_Exercise instructions_. Using the entries below, output exactly the line containing "An instance counts as any individually distinguishable row" and all lines that follow it to the end.

** Start of Supplied records **

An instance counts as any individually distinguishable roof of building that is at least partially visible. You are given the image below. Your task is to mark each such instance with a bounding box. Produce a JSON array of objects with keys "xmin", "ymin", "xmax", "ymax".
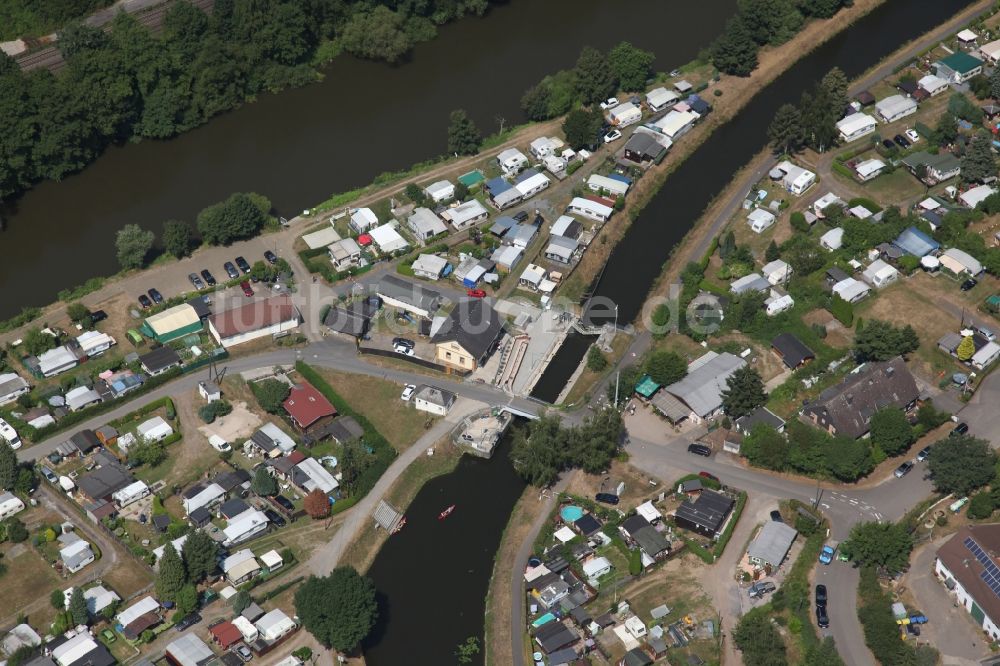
[
  {"xmin": 431, "ymin": 298, "xmax": 504, "ymax": 361},
  {"xmin": 803, "ymin": 357, "xmax": 920, "ymax": 438},
  {"xmin": 209, "ymin": 295, "xmax": 299, "ymax": 338}
]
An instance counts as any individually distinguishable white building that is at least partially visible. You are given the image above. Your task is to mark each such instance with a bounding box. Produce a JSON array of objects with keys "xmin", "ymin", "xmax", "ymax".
[
  {"xmin": 837, "ymin": 113, "xmax": 876, "ymax": 143},
  {"xmin": 875, "ymin": 95, "xmax": 917, "ymax": 123}
]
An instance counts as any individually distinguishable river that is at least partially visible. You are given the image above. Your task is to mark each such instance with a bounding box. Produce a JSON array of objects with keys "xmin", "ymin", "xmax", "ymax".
[
  {"xmin": 0, "ymin": 0, "xmax": 736, "ymax": 319},
  {"xmin": 532, "ymin": 0, "xmax": 972, "ymax": 402},
  {"xmin": 364, "ymin": 430, "xmax": 524, "ymax": 666}
]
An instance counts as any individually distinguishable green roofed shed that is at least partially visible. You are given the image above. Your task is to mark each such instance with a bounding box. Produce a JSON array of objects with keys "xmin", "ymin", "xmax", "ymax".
[{"xmin": 635, "ymin": 375, "xmax": 660, "ymax": 400}]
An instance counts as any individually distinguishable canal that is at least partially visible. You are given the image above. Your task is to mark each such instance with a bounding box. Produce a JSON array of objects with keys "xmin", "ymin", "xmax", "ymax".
[
  {"xmin": 532, "ymin": 0, "xmax": 972, "ymax": 402},
  {"xmin": 0, "ymin": 0, "xmax": 736, "ymax": 319},
  {"xmin": 364, "ymin": 430, "xmax": 525, "ymax": 666}
]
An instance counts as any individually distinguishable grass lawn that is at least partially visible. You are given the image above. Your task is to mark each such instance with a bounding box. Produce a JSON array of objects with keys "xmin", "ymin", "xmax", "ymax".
[{"xmin": 316, "ymin": 364, "xmax": 429, "ymax": 451}]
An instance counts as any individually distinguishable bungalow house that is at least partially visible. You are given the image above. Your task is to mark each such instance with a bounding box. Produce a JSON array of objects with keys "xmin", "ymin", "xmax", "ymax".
[
  {"xmin": 327, "ymin": 238, "xmax": 361, "ymax": 273},
  {"xmin": 410, "ymin": 254, "xmax": 448, "ymax": 280},
  {"xmin": 875, "ymin": 95, "xmax": 917, "ymax": 123},
  {"xmin": 837, "ymin": 113, "xmax": 876, "ymax": 143},
  {"xmin": 747, "ymin": 520, "xmax": 799, "ymax": 569},
  {"xmin": 958, "ymin": 185, "xmax": 997, "ymax": 208},
  {"xmin": 608, "ymin": 102, "xmax": 642, "ymax": 127},
  {"xmin": 368, "ymin": 222, "xmax": 410, "ymax": 254},
  {"xmin": 938, "ymin": 247, "xmax": 983, "ymax": 277},
  {"xmin": 139, "ymin": 347, "xmax": 181, "ymax": 377},
  {"xmin": 775, "ymin": 160, "xmax": 816, "ymax": 196},
  {"xmin": 832, "ymin": 278, "xmax": 871, "ymax": 303},
  {"xmin": 497, "ymin": 148, "xmax": 528, "ymax": 176},
  {"xmin": 441, "ymin": 197, "xmax": 488, "ymax": 231},
  {"xmin": 413, "ymin": 385, "xmax": 458, "ymax": 416},
  {"xmin": 934, "ymin": 51, "xmax": 983, "ymax": 83},
  {"xmin": 424, "ymin": 180, "xmax": 455, "ymax": 203},
  {"xmin": 281, "ymin": 381, "xmax": 337, "ymax": 432},
  {"xmin": 854, "ymin": 158, "xmax": 885, "ymax": 183},
  {"xmin": 646, "ymin": 86, "xmax": 681, "ymax": 112},
  {"xmin": 566, "ymin": 197, "xmax": 615, "ymax": 222},
  {"xmin": 378, "ymin": 275, "xmax": 441, "ymax": 319},
  {"xmin": 431, "ymin": 298, "xmax": 504, "ymax": 372},
  {"xmin": 861, "ymin": 259, "xmax": 899, "ymax": 289},
  {"xmin": 802, "ymin": 358, "xmax": 920, "ymax": 439},
  {"xmin": 348, "ymin": 208, "xmax": 378, "ymax": 234},
  {"xmin": 406, "ymin": 208, "xmax": 450, "ymax": 241},
  {"xmin": 208, "ymin": 295, "xmax": 302, "ymax": 349},
  {"xmin": 661, "ymin": 351, "xmax": 746, "ymax": 424},
  {"xmin": 771, "ymin": 333, "xmax": 816, "ymax": 370},
  {"xmin": 747, "ymin": 208, "xmax": 775, "ymax": 234}
]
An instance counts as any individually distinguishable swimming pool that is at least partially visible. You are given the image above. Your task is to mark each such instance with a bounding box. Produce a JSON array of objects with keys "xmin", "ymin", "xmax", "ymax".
[
  {"xmin": 531, "ymin": 613, "xmax": 556, "ymax": 629},
  {"xmin": 559, "ymin": 505, "xmax": 583, "ymax": 523}
]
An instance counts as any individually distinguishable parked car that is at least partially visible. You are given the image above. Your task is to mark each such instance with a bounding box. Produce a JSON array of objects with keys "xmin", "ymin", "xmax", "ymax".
[
  {"xmin": 174, "ymin": 613, "xmax": 201, "ymax": 631},
  {"xmin": 688, "ymin": 444, "xmax": 712, "ymax": 458},
  {"xmin": 747, "ymin": 580, "xmax": 777, "ymax": 599},
  {"xmin": 594, "ymin": 493, "xmax": 621, "ymax": 505}
]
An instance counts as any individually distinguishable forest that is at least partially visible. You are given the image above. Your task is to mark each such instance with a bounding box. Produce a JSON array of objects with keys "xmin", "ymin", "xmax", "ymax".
[{"xmin": 0, "ymin": 0, "xmax": 490, "ymax": 201}]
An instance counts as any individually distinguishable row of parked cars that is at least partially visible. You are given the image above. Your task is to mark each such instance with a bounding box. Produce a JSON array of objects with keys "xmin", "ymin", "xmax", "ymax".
[{"xmin": 139, "ymin": 250, "xmax": 278, "ymax": 309}]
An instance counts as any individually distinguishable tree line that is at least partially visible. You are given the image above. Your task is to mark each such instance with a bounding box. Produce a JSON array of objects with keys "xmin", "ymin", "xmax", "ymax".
[{"xmin": 0, "ymin": 0, "xmax": 498, "ymax": 200}]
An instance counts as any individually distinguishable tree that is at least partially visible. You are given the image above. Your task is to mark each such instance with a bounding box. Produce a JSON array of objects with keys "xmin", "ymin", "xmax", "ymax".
[
  {"xmin": 115, "ymin": 224, "xmax": 156, "ymax": 270},
  {"xmin": 163, "ymin": 220, "xmax": 193, "ymax": 259},
  {"xmin": 576, "ymin": 46, "xmax": 615, "ymax": 104},
  {"xmin": 646, "ymin": 351, "xmax": 687, "ymax": 386},
  {"xmin": 711, "ymin": 14, "xmax": 758, "ymax": 77},
  {"xmin": 587, "ymin": 345, "xmax": 608, "ymax": 372},
  {"xmin": 295, "ymin": 567, "xmax": 378, "ymax": 652},
  {"xmin": 197, "ymin": 192, "xmax": 270, "ymax": 245},
  {"xmin": 722, "ymin": 365, "xmax": 767, "ymax": 419},
  {"xmin": 767, "ymin": 104, "xmax": 805, "ymax": 154},
  {"xmin": 0, "ymin": 446, "xmax": 17, "ymax": 490},
  {"xmin": 962, "ymin": 132, "xmax": 997, "ymax": 183},
  {"xmin": 305, "ymin": 488, "xmax": 330, "ymax": 520},
  {"xmin": 869, "ymin": 407, "xmax": 916, "ymax": 456},
  {"xmin": 156, "ymin": 537, "xmax": 190, "ymax": 601},
  {"xmin": 69, "ymin": 585, "xmax": 90, "ymax": 626},
  {"xmin": 608, "ymin": 42, "xmax": 656, "ymax": 90},
  {"xmin": 927, "ymin": 435, "xmax": 997, "ymax": 497},
  {"xmin": 955, "ymin": 335, "xmax": 976, "ymax": 361},
  {"xmin": 562, "ymin": 109, "xmax": 604, "ymax": 150},
  {"xmin": 842, "ymin": 522, "xmax": 913, "ymax": 573},
  {"xmin": 448, "ymin": 109, "xmax": 483, "ymax": 155},
  {"xmin": 251, "ymin": 379, "xmax": 291, "ymax": 414},
  {"xmin": 183, "ymin": 530, "xmax": 219, "ymax": 583},
  {"xmin": 66, "ymin": 301, "xmax": 90, "ymax": 323}
]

** End of Supplied records **

_Task output_.
An instance counts as any individually distinguishable row of parked cars that is at least partially visible. You are given the image above. Your task is to mark each such instance with a bounding box. Produce a JSON array of objects with keys "xmin", "ymin", "xmax", "ymax".
[{"xmin": 139, "ymin": 250, "xmax": 278, "ymax": 309}]
An instance counts as any individually distinguishable tree line that is at least partially visible. You are given the image above. Your task is to mark each such instance with a bounding box. Produce a JSON array of objects with keys "xmin", "ymin", "xmax", "ymax".
[{"xmin": 0, "ymin": 0, "xmax": 498, "ymax": 200}]
An instance counts as any individually distinguishable tree that is at least partially visible. You are given the image above. Your task is to mark each such instance with a bounding box. Produce a JSON array of objects with keys "xmin", "ymin", "xmax", "ymax".
[
  {"xmin": 115, "ymin": 224, "xmax": 156, "ymax": 270},
  {"xmin": 163, "ymin": 220, "xmax": 193, "ymax": 259},
  {"xmin": 576, "ymin": 46, "xmax": 615, "ymax": 104},
  {"xmin": 646, "ymin": 351, "xmax": 687, "ymax": 386},
  {"xmin": 711, "ymin": 14, "xmax": 758, "ymax": 77},
  {"xmin": 587, "ymin": 345, "xmax": 608, "ymax": 372},
  {"xmin": 295, "ymin": 567, "xmax": 378, "ymax": 652},
  {"xmin": 197, "ymin": 192, "xmax": 270, "ymax": 245},
  {"xmin": 722, "ymin": 365, "xmax": 767, "ymax": 419},
  {"xmin": 767, "ymin": 104, "xmax": 805, "ymax": 154},
  {"xmin": 0, "ymin": 446, "xmax": 17, "ymax": 490},
  {"xmin": 962, "ymin": 132, "xmax": 997, "ymax": 183},
  {"xmin": 305, "ymin": 488, "xmax": 330, "ymax": 520},
  {"xmin": 869, "ymin": 407, "xmax": 916, "ymax": 456},
  {"xmin": 156, "ymin": 537, "xmax": 190, "ymax": 601},
  {"xmin": 69, "ymin": 585, "xmax": 90, "ymax": 626},
  {"xmin": 608, "ymin": 42, "xmax": 656, "ymax": 90},
  {"xmin": 927, "ymin": 435, "xmax": 997, "ymax": 497},
  {"xmin": 955, "ymin": 335, "xmax": 976, "ymax": 361},
  {"xmin": 562, "ymin": 109, "xmax": 604, "ymax": 150},
  {"xmin": 842, "ymin": 522, "xmax": 913, "ymax": 573},
  {"xmin": 448, "ymin": 109, "xmax": 483, "ymax": 155},
  {"xmin": 251, "ymin": 379, "xmax": 291, "ymax": 414},
  {"xmin": 183, "ymin": 530, "xmax": 219, "ymax": 583},
  {"xmin": 66, "ymin": 301, "xmax": 90, "ymax": 323}
]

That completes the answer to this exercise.